▸ Text under study:
■ ■ ■ ■ ■ ■ ■

Cuddly Victorian-style teddy bears with dickie bows and upturned noses won't be high on Santa's list this year. Teletubbies aside, children want life-like baby dolls - dolls that babble and burp, cough, laugh, cry, and even go to the bathroom for heaven's sake.
Even toddlers who can't yet speak instantly recognise the most popular doll on this year's Christmas market - Baby Expressions (£39.99). This newborn baby doll has many facial expressions, from pained hunger to nappy-rash irritation. When the doll is picked up she laughs, moves her lips and smiles - all with the help of five costly batteries.
Baby Born (£32.85) is the second most popular doll this Christmas: she has a special attraction for girls. Not only can she drink milk from her "magic" bottle but she can be spoon-fed with coloured "special doll food". Tears flow at will - just squeeze her arm. She wets her nappy and uses her pink potty (this bit is particularly appealing to kids). Motherhood can even be proven with a doll's "birth certificate", along with a book explaining baby development. There are numerous accessories from sleeping bags to car-seats and each doll is created to perfection, even down to her protruding belly-button.
Baby Doc (£34.75) is running at third place with a nasty cough and a forehead that turns rosy when she's running a temperature. Her bottom gets sore but her surrogate mother can play nurse with the stethoscope and apply a cold cloth to dolly's head to reduce the redness and slow down the heartbeat.
It's certainly a far cry from the peg-wooden dolls that amused Peig Sayers, so are the toy makers influencing toddlers still in nappies to act like parents before they are ready?

■ ■ ■ ■ ■ ■ ■

From the text on Christmas dolls, list each doll given a price, with its price.

▸ Supplied data:
■ ■ ■ ■ ■ ■ ■

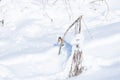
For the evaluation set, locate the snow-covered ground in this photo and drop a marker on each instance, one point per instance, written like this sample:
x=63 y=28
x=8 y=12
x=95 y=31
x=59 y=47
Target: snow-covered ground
x=28 y=39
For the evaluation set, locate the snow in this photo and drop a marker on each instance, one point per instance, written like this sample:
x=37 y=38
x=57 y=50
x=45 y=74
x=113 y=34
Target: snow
x=28 y=39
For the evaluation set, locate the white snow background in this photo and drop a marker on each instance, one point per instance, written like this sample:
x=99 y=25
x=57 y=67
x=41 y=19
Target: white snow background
x=31 y=29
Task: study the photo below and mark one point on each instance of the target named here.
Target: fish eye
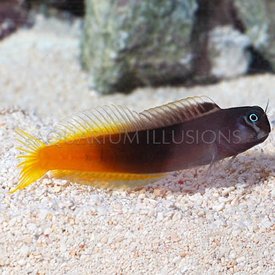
(253, 117)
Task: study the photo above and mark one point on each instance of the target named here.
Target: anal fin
(107, 180)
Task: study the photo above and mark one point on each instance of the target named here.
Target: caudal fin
(31, 169)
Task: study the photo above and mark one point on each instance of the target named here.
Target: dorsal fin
(180, 111)
(117, 119)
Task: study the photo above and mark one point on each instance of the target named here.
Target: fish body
(114, 143)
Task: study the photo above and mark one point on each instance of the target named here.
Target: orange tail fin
(31, 169)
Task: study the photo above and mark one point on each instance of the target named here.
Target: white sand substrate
(217, 222)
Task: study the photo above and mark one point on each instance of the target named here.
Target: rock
(12, 15)
(259, 21)
(136, 43)
(75, 7)
(128, 44)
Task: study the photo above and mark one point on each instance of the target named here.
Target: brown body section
(114, 143)
(198, 142)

■ ■ ■ ■ ■ ■ ■

▸ Task response:
Baby Expressions (£39.99)
Baby Born (£32.85)
Baby Doc (£34.75)